(AIM OF THE TASK): Restate each entry below word for word, without skipping any.

(Excerpts from a dataset):
====

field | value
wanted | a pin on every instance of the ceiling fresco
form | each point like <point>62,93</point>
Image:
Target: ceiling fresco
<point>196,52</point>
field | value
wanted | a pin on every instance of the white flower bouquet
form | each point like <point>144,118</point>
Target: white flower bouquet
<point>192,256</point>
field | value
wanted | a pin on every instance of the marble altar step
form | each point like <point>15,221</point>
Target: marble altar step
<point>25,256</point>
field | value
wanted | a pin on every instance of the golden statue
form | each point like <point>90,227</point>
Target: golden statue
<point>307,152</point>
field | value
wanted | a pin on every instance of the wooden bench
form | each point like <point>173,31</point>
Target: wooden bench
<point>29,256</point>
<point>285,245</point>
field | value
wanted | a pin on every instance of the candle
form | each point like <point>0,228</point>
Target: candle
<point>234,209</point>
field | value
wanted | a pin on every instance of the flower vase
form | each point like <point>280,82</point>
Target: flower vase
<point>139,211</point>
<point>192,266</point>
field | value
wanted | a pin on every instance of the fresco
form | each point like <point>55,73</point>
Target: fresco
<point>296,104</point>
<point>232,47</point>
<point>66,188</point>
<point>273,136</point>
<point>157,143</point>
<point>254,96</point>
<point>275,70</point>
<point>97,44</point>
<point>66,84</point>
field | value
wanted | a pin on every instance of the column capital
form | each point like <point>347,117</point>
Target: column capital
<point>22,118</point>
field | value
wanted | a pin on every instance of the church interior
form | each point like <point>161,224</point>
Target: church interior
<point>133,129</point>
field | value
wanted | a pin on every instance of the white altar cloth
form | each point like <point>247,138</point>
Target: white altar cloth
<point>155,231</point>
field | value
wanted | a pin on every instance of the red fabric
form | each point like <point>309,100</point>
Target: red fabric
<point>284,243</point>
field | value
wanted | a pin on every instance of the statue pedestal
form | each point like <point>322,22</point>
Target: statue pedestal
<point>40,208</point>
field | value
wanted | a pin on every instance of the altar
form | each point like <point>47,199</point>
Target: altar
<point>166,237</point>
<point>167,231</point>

====

(WRITTEN RESPONSE):
field | value
wanted | a pin on every instance of the ceiling fresco
form | each point like <point>62,93</point>
Image:
Target: ceiling fresco
<point>196,52</point>
field | value
wanted | a pin on every instance of the white flower bouquet
form | each point like <point>144,118</point>
Target: white flower bouquet
<point>192,256</point>
field | value
wanted | a pin on every instance of the marble altar step
form | each point like <point>15,221</point>
Target: marble altar step
<point>25,256</point>
field | value
wanted | a pin on every instance of the golden statue
form | each point like <point>90,227</point>
Target: golden statue
<point>307,152</point>
field | value
wanted | a pin on every instance of the wooden bench
form | each point like <point>173,31</point>
Target: wooden bench
<point>29,256</point>
<point>285,245</point>
field | value
wanted | a pin on every instance of the candle
form | each point like <point>0,228</point>
Target: candle
<point>234,209</point>
field | value
wanted | a pin on every instance of the flower vase
form | each point like <point>280,82</point>
Target: flower vase
<point>139,211</point>
<point>192,266</point>
field | value
wanted | a pin on every instance of the fresco
form | each point like <point>55,73</point>
Target: fresco
<point>296,104</point>
<point>232,47</point>
<point>66,188</point>
<point>273,136</point>
<point>157,143</point>
<point>254,96</point>
<point>275,70</point>
<point>97,44</point>
<point>66,84</point>
field | value
wanted | a pin on every instance of the column capital
form | each point like <point>347,117</point>
Target: column capital
<point>22,118</point>
field | value
wanted | a pin on every instance of the church interior
form | each point like <point>161,224</point>
Target: church interior
<point>133,129</point>
field | value
wanted | a pin on every instance of the white altar cloth
form | each point like <point>247,138</point>
Target: white altar cloth
<point>155,231</point>
field | value
wanted | a pin on every instance of the red fabric
form | each point like <point>309,100</point>
Target: red fabric
<point>284,243</point>
field | value
wanted | a pin on every instance of the statue pedestal
form | each point like <point>322,22</point>
Target: statue pedestal
<point>40,208</point>
field | value
wanted | a pin on every instance of the altar
form | each point like <point>47,199</point>
Target: altar
<point>166,237</point>
<point>167,231</point>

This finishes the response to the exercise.